Exercise text:
<<<<

Early Intervention Services
The Early Interventions Services (EIS) Program provides early detection and intervention for youth & young Adults (15-25) who are at Clinical High Risk for developing psychosis (CHRp). Therefore, consumers who are provided services through this program should either be experiencing Attenuated Symptoms of Psychosis (APS) or have had their First Episode of Psychosis (FEP) within the last two years.
The goal of this program is to decrease the duration of untreated psychosis before it becomes disabling. The location of where services are provided are fluid based on the client’s individual needs ranging from the office, their home, or within the community. Mental Illnesses that this program addresses include but are not limited to any psychosis spectrum disorder, severe mood disorders with or without psychosis, Major depressive Disorder with psychotic symptoms.
This program functions through the use of the Coordinated Specialty Care (CSC) Model. The CSE model is a holistic approach which includes case management, coordination with medication primary care, pharmacotherapy, psychotherapy, family education and support, and supported employment and education. Evidence-based treatments include medication management, substance use management, coordination with primary care, Cognitive Behavioral Therapy (CBT), case management and linkage, and family psychoeducation.
Individuals who successfully graduate from the program are often linked to community based, non-specialty mental health care services. This is completed with the support, coordination and is followed through by LCBHS Access Team Case Managers. When it is determined that an individual is not a candidate for EIS, the assessing clinician provides an internal referral to the appropriate LCBHS program and provides a warm hand-off to the appropriate party.
Outreach is provided by this program wherein the program’s lead clinician attends LCBHS Children’s Outpatient Services team meetings and collaborative meetings with Child Welfare and Probation for early detection of FEP. By attending other clinical team meetings and collaborative meetings with other agencies, the EIS lead clinician may identify individuals who meet criteria for this program. Subsequently these individuals bypass the need to receive a referral for Early Intervention Services.
Family education and community outreach are key components to this program. Psychoeducation on psychosis and its treatment is provided to the individual in treatment, their family, and to the community. By increasing everyone’s understanding on the disorder/illness, treatment options, and the likelihood of recovery, individuals with mental illness and their families are empowered to pursue wellness and dismantle myths and stigma around mental illness.

>>>>

Apply what you read:
A – Copy the Early Intervention Services text word for word from "Outreach is provided" to "Early Intervention Services.".
B – According to the Early Intervention Services text, what age range does the program serve?

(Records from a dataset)
<<<<

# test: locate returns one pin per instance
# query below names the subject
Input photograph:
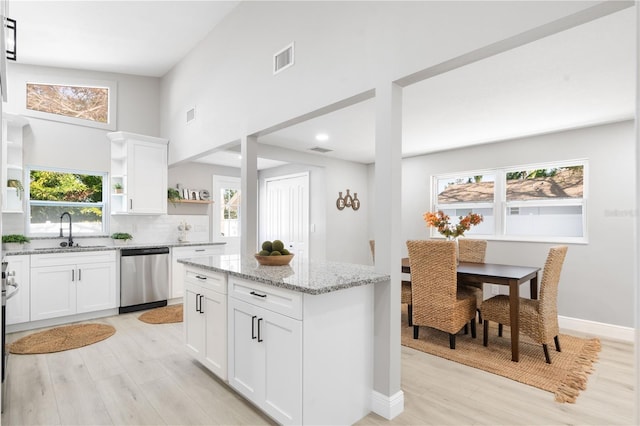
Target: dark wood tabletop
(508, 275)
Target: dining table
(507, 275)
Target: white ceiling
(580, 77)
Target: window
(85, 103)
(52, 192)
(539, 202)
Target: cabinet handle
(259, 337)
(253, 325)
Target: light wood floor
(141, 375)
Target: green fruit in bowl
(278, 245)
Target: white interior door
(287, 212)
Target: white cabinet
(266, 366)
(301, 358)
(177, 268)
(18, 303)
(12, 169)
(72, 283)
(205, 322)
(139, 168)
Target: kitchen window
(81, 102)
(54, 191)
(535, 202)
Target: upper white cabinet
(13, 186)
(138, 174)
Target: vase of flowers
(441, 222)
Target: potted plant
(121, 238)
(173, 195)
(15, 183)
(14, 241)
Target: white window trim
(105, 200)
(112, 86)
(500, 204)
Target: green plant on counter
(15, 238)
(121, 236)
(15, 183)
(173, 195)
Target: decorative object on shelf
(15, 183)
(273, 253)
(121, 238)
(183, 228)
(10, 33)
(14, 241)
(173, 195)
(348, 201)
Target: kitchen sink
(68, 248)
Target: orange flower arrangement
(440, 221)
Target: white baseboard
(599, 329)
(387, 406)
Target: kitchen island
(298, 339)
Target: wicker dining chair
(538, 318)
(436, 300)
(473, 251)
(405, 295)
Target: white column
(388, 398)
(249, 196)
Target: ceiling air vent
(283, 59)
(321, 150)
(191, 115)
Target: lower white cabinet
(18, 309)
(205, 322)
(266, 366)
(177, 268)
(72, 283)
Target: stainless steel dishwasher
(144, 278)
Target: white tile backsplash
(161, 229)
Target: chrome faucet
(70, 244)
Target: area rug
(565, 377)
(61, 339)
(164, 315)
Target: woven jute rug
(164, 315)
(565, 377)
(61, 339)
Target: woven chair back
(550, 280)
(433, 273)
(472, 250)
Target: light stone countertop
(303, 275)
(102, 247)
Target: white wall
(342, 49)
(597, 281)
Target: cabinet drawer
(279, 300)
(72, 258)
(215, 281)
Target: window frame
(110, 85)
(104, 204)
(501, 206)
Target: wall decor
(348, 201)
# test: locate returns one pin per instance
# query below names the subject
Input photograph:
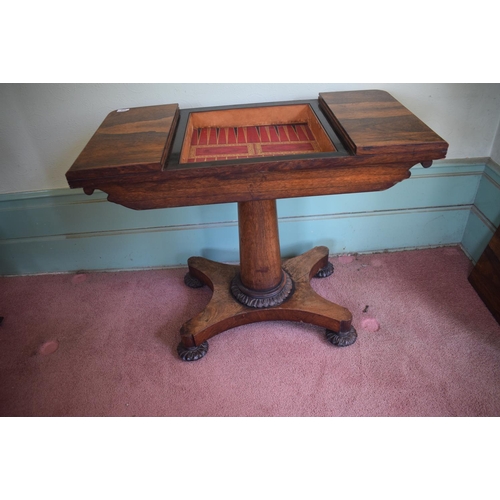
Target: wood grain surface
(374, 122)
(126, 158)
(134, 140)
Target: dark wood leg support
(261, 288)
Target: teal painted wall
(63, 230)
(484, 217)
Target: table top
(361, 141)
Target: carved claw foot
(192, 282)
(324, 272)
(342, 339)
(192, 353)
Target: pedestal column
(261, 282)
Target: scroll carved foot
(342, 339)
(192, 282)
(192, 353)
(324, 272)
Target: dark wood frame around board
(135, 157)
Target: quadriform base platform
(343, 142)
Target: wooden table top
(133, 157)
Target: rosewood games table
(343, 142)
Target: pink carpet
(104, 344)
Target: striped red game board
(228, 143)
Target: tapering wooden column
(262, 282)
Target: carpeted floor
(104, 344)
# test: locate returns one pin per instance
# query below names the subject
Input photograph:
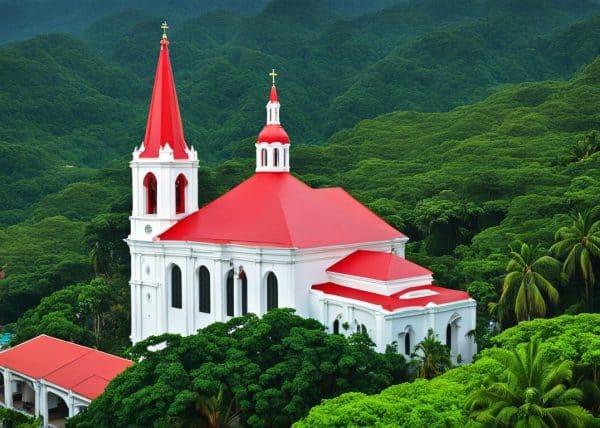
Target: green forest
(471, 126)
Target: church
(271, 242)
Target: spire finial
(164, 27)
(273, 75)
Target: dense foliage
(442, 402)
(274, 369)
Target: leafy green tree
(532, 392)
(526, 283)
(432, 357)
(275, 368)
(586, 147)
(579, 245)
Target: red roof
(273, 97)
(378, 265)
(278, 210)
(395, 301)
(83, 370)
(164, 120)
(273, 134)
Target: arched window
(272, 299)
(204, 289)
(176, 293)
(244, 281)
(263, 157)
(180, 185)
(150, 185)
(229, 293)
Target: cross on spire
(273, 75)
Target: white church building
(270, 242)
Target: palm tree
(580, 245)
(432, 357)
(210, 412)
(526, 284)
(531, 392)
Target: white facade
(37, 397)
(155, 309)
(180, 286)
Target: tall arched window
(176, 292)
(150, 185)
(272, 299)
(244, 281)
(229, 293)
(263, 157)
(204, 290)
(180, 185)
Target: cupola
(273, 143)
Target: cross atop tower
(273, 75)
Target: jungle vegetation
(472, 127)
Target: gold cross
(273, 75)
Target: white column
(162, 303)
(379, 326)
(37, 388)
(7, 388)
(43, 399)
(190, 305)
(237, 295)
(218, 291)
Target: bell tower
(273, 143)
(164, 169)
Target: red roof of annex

>>>>

Answers to the tasks:
A –
Outreach is provided by this program wherein the program’s lead clinician attends LCBHS Children’s Outpatient Services team meetings and collaborative meetings with Child Welfare and Probation for early detection of FEP. By attending other clinical team meetings and collaborative meetings with other agencies, the EIS lead clinician may identify individuals who meet criteria for this program. Subsequently these individuals bypass the need to receive a referral for Early Intervention Services.

B – It serves youth and young adults aged 15 to 25.